### KUTIPAN DOKUMEN

|---|

Bisnis Digital Butuh Dukungan Infrastruktur Memadai
BRITO.ID, BERITA JAKARTA - Ekonomi digital tidak akan berjalan baik tanpa adanya dukungan infratruktur yang memadai, termasuk di dalamnya masalah pengelolaan spektrum frekuensi radio dan orbit satelit.
"Digital economy tidak akan jalan kalau tidak ada infrastruktur yang baik. Kemudian bagaimana standing regulation pemerintah agar bisa tercipta infrastruktur yang baik, merata, di seluruh Tanah Air," kata Direktur Jenderal Sumber Daya dan Perangkat Pos dan Informatika (Dirjen SDPPI), Kemkominfo, dalam sosialisasi hukum bidang telekomunikasi di Denpasar, Bali, belum lama ini sebagaimana dikutip siaran pers, Sabtu (10/11).
Menurut Ismail, selain infrastruktur fisik seperti jaringan kabel optik dan base transceiver station (BTS), spektrum frekuensi radio dan orbit satelit juga harus dikelola dengan baik agar tercipta ekosistem ekonomi digital yang baik pula di Indonesia.

|---|

### BAHAN YANG DISEDIAKAN
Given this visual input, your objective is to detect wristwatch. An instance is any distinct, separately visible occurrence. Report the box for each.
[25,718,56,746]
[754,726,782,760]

|---|

### TUGAS YANG DIBERIKAN 1
Tolong sebutkan semua hal yang disebut sebagai infrastruktur fisik atau sebagai sesuatu yang harus dikelola dengan baik dalam kalimat kutipan dokumen yang diawali "Menurut Ismail".
### TUGAS YANG DIBERIKAN 2
Tentukan apakah pernyataan (a), (b), dan (c) sesuai dengan kutipan dokumen. Jawab ya atau tidak, lalu kutip kata-kata yang menentukan.
(a) Sosialisasi hukum bidang telekomunikasi itu diadakan di Denpasar, Bali.
(b) Menurut Ismail, hanya infrastruktur fisik yang perlu dikelola dengan baik.
(c) Ekonomi digital disebut tetap bisa berjalan walaupun infrastrukturnya tidak baik.

### JAWABAN TUGAS 1
- jaringan kabel optik
- base transceiver station (BTS)
- spektrum frekuensi radio
- orbit satelit

### JAWABAN TUGAS 2
(a) Ya: "dalam sosialisasi hukum bidang telekomunikasi di Denpasar, Bali"
(b) Tidak: "selain infrastruktur fisik seperti jaringan kabel optik dan base transceiver station (BTS), spektrum frekuensi radio dan orbit satelit juga harus dikelola dengan baik"
(c) Tidak: "Digital economy tidak akan jalan kalau tidak ada infrastruktur yang baik."